▽

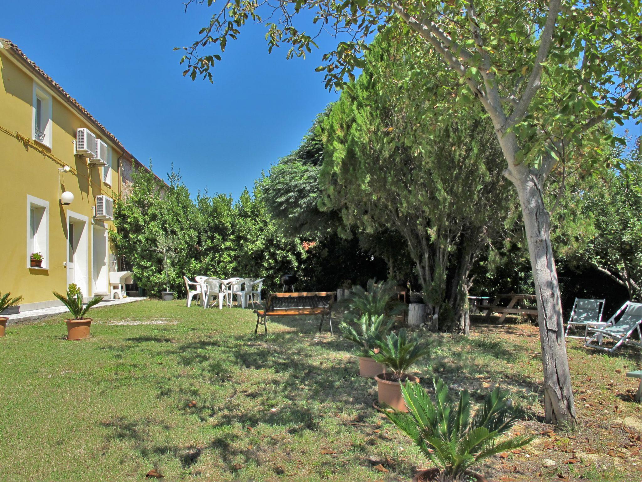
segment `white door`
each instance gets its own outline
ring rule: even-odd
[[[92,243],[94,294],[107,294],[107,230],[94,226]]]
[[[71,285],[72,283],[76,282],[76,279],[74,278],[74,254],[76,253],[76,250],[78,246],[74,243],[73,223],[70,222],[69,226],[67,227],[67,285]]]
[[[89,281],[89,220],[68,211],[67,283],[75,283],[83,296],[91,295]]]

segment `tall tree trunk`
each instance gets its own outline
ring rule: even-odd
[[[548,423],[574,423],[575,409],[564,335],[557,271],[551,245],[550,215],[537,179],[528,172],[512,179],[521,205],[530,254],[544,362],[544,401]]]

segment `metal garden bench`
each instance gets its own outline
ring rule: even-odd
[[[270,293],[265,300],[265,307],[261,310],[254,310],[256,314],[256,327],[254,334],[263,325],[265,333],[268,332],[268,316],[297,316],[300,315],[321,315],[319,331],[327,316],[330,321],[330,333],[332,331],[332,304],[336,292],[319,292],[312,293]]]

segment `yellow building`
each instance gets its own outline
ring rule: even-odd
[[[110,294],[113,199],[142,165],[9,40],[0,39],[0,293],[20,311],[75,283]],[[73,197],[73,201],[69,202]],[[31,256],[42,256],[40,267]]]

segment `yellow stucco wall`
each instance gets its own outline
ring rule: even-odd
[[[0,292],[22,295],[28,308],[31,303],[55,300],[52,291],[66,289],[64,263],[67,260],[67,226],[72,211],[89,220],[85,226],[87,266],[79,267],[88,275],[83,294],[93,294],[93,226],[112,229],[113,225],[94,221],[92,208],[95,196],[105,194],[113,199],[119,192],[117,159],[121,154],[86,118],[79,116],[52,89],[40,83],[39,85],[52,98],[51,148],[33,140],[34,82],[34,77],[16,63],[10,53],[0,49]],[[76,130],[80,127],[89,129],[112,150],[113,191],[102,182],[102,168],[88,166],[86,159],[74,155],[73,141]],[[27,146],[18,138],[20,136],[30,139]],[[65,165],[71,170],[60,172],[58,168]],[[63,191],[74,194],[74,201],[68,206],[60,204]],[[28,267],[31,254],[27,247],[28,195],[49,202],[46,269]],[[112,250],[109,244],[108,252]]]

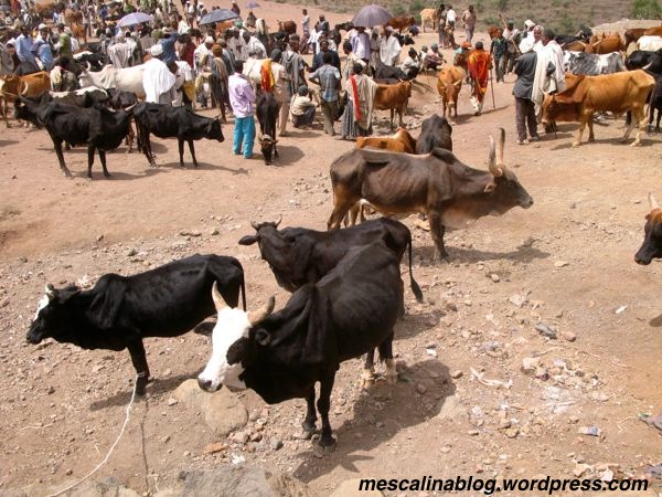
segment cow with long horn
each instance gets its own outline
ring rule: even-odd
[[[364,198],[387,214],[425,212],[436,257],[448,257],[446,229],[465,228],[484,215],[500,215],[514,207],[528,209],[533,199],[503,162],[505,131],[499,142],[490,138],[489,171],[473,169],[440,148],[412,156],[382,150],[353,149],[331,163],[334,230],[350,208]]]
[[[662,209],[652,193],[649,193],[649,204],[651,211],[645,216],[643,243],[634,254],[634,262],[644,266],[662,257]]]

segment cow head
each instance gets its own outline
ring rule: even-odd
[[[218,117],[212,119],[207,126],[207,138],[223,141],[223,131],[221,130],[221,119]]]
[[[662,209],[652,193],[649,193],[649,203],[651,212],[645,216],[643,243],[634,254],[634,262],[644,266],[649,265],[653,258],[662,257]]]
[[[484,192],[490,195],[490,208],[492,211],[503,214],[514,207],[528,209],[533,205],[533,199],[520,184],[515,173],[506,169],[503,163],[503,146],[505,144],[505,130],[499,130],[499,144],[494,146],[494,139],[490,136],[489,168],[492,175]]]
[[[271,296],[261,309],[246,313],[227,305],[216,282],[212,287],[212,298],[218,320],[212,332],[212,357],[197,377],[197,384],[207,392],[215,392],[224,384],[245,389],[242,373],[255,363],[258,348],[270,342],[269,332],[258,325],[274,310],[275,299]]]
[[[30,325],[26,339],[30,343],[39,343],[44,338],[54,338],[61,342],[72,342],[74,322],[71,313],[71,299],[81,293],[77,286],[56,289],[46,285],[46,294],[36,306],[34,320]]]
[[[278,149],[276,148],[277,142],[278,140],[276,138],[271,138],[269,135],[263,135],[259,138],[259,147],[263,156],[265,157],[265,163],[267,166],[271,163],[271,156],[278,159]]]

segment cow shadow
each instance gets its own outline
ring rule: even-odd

△

Problem requirements - Reproduce all of the data above line for line, omitting the pictures.

Result for this exercise -
segment `white door`
each instance gets its own outline
ring rule: even-odd
[[[92,243],[94,294],[107,294],[107,230],[94,226]]]
[[[71,285],[72,283],[76,282],[76,279],[74,278],[74,254],[76,253],[76,250],[78,246],[74,243],[73,223],[70,222],[69,226],[67,227],[67,285]]]
[[[89,281],[89,220],[68,211],[67,283],[75,283],[83,296],[91,295]]]

segment `tall tree trunk`
each instance gets its own outline
ring rule: even-odd
[[[548,423],[574,423],[575,409],[564,335],[557,271],[551,245],[550,215],[537,179],[528,172],[512,179],[521,205],[530,254],[544,362],[544,401]]]

segment `metal garden bench`
each instance gets its own outline
ring rule: even-odd
[[[270,293],[265,300],[265,307],[261,310],[254,310],[256,314],[256,327],[254,334],[263,325],[265,333],[268,332],[268,316],[297,316],[300,315],[321,315],[319,331],[327,316],[330,321],[330,333],[332,331],[332,304],[336,292],[319,292],[312,293]]]

segment `yellow building`
each instance gets its own outline
ring rule: even-odd
[[[110,294],[113,199],[142,165],[9,40],[0,39],[0,293],[20,311],[75,283]],[[73,197],[73,201],[69,202]],[[31,256],[42,256],[40,267]]]

segment `yellow stucco wall`
each instance gets its own outline
ring rule: even-odd
[[[0,292],[22,295],[28,308],[31,303],[55,300],[52,291],[66,289],[64,263],[67,260],[67,226],[72,211],[89,220],[85,226],[87,266],[79,267],[88,275],[83,294],[93,294],[93,226],[112,229],[113,225],[94,221],[92,208],[95,196],[105,194],[113,199],[119,192],[117,159],[121,154],[86,118],[79,116],[52,89],[40,83],[39,85],[52,98],[51,148],[33,140],[34,82],[34,77],[16,63],[10,53],[0,49]],[[76,130],[80,127],[89,129],[112,150],[113,191],[102,182],[102,168],[88,166],[86,159],[74,155],[73,141]],[[27,146],[18,138],[20,136],[30,139]],[[65,165],[71,170],[60,172],[58,168]],[[63,191],[74,194],[74,201],[68,206],[60,204]],[[28,267],[31,254],[27,247],[28,195],[49,202],[46,269]],[[112,250],[109,244],[108,252]]]

segment cow with long horn
each instance gets its own outline
ring rule: even-odd
[[[364,198],[387,214],[425,212],[436,257],[448,257],[446,229],[465,228],[484,215],[500,215],[514,207],[528,209],[533,199],[503,162],[505,131],[499,142],[490,138],[489,171],[473,169],[440,148],[412,156],[382,150],[353,149],[331,163],[334,230],[350,208]]]
[[[662,209],[652,193],[649,193],[649,204],[651,211],[645,216],[643,243],[634,254],[634,262],[644,266],[662,257]]]

segment cow head
each instance gets its own outline
ring rule: even-odd
[[[218,117],[212,119],[207,126],[207,138],[223,141],[223,131],[221,130],[221,119]]]
[[[662,209],[652,193],[649,193],[649,203],[651,212],[645,216],[643,243],[634,254],[634,262],[644,266],[649,265],[653,258],[662,257]]]
[[[484,192],[490,195],[490,208],[492,211],[503,214],[514,207],[528,209],[533,205],[533,199],[520,184],[515,173],[506,169],[503,163],[503,146],[505,144],[505,130],[499,130],[499,144],[494,146],[494,139],[490,136],[489,168],[492,175]]]
[[[271,296],[261,309],[246,313],[227,305],[216,282],[212,287],[212,298],[218,320],[212,332],[212,357],[197,377],[197,384],[207,392],[215,392],[224,384],[245,389],[242,373],[255,363],[258,348],[270,342],[269,332],[258,325],[274,310],[275,299]]]
[[[30,325],[26,339],[30,343],[39,343],[44,338],[54,338],[61,342],[72,342],[74,322],[71,313],[71,299],[81,293],[77,286],[56,289],[46,285],[46,294],[36,306],[34,320]]]
[[[278,149],[276,148],[277,142],[278,140],[276,138],[271,138],[269,135],[263,135],[259,138],[259,147],[263,156],[265,157],[265,163],[267,166],[271,163],[271,156],[278,159]]]

segment cow shadow
each instance gets its own outline
ring rule: even-odd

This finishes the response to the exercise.